# Problem requirements
Could you give the data that follows again exactly, without its pictures?

# Source material
"""

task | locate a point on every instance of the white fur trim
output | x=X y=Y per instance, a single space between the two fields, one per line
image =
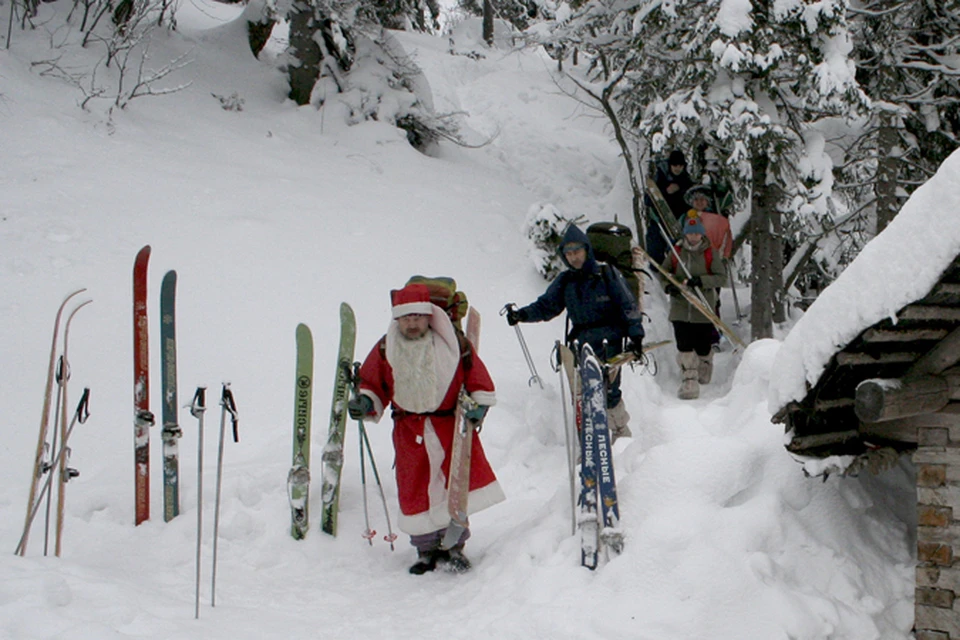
x=423 y=308
x=438 y=515
x=487 y=398
x=447 y=355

"""

# Exercise response
task | locate a point on every instance of the white fur trim
output | x=X y=Y per instance, a single space between the two fields, one per line
image =
x=423 y=308
x=438 y=515
x=487 y=398
x=447 y=355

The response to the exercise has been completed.